Für M. war das wie ein Traum. Sie bekam eine Gänsehaut nach der andern beim Anblick von Originalschriften der Brüder, alten Märchenbücher oder als wie letztendlich in der Küche standen, in denen die beiden als Kinder saßen und spielten.
Irgendwann hieß es aber auch hier Abschied nehmen, und wir fuhren über die Autobahn zurück ins Ruhrgebiet nach Hause. Diese Nacht war auch sie sehr müde, und wir schliefen beide schnell ein...

Am nächsten Tag stand der Besuch der Talsperre am Möhnesee auf dem Programm. Dort gingen wir einige Stunden spazieren. Hier eröffnete sie mir auch ihre Gedanken, nach Deutschland zu ziehen. Oje, das war nicht geplant. Was nun? Das Klingeln meines Handys entband mich von einer Erwiderung. Meine Mutter war am Telefon und fragte, wann wir denn vorbei kämen. Es war in der Osterzeit und die ganze Familie wartete auf uns. Also wieder ins Auto und losgefahren. M. hatte in Taiwan für meine Neffen Süßigkeiten und für den Rest der Familie ebenfalls kleine Geschenke geholt. Ich war sehr auf die Reaktionen gespannt. Immerhin kannte mich meine Familie stets mit meiner Freundin; wir waren sowas wie eine Person. Nun fuhr ich mit M. dem Haus vor. Als erstes kam uns meine kleine Nichte entgegen (damals ca. 7 Jahre) und stieß ihr gerade erst gelernten englischen Satz hervor. Wie süß! Dann gingen wir hinein. Ein Staatsbesuch eines gekrönten Oberhauptes hätte keinen größeren Tumult auslösen können. Alle wollten uns (uns?) sehen und alle kramten ihr altes Schulenglisch heraus. Da meine Mutter und auch die Kleinen dieser Sprache nicht mächtig sind, übersetzte ich das eine oder andere ständig. Ich hatte schon das Gefühl, dass sie hier willkommen ist. Meine Mutter meinte nur lange Zeit später, dass sie es schade gefunden hätte, sich mit ihr halt nicht so unterhalten zu können, wären wir denn dann länger zusammen geblieben.

Erforderliche Schritte:
a - Schreiben Sie einen Abschnitt aus dem Textauszug wörtlich ab. Beginnen Sie bei den Worten „Für M. war das“ und hören Sie nach den Worten „beide schnell ein...“ auf.
b - Beantworten Sie anhand des Textauszugs die folgenden Fragen.
(i) Was stand am nächsten Tag auf dem Programm?
(ii) Wer war am Telefon, als das Handy klingelte?
(iii) Wie alt war die kleine Nichte damals ungefähr?
c - Nennen Sie alle geografischen Namen (Länder, Regionen, Gewässer), die im Textauszug vorkommen.

Verfügbare Daten:

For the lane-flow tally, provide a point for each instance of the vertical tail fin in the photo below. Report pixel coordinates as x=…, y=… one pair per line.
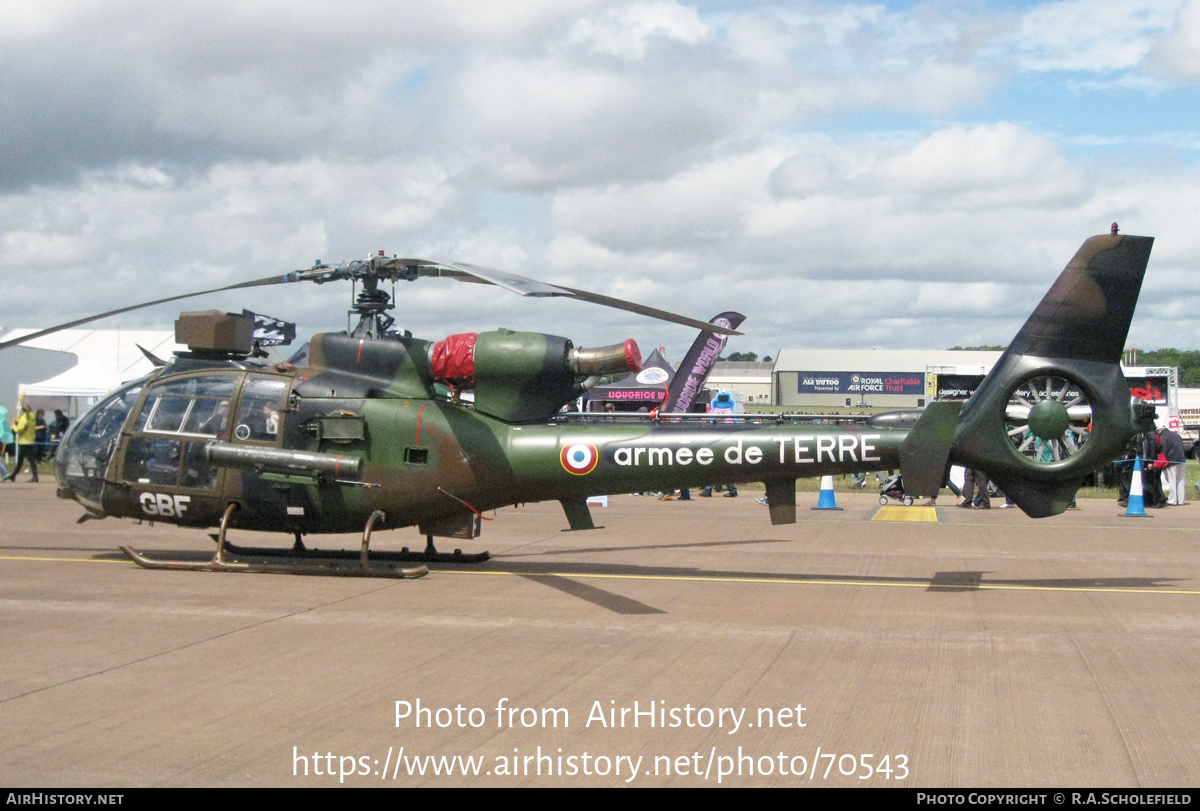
x=1056, y=406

Ergebnisse je Aufgabe:
a -
Für M. war das wie ein Traum. Sie bekam eine Gänsehaut nach der andern beim Anblick von Originalschriften der Brüder, alten Märchenbücher oder als wie letztendlich in der Küche standen, in denen die beiden als Kinder saßen und spielten.
Irgendwann hieß es aber auch hier Abschied nehmen, und wir fuhren über die Autobahn zurück ins Ruhrgebiet nach Hause. Diese Nacht war auch sie sehr müde, und wir schliefen beide schnell ein...

b -
(i) Der Besuch der Talsperre am Möhnesee.
(ii) Die Mutter der erzählenden Person.
(iii) Ca. 7 Jahre.

c - Ruhrgebiet, Möhnesee, Deutschland, Taiwan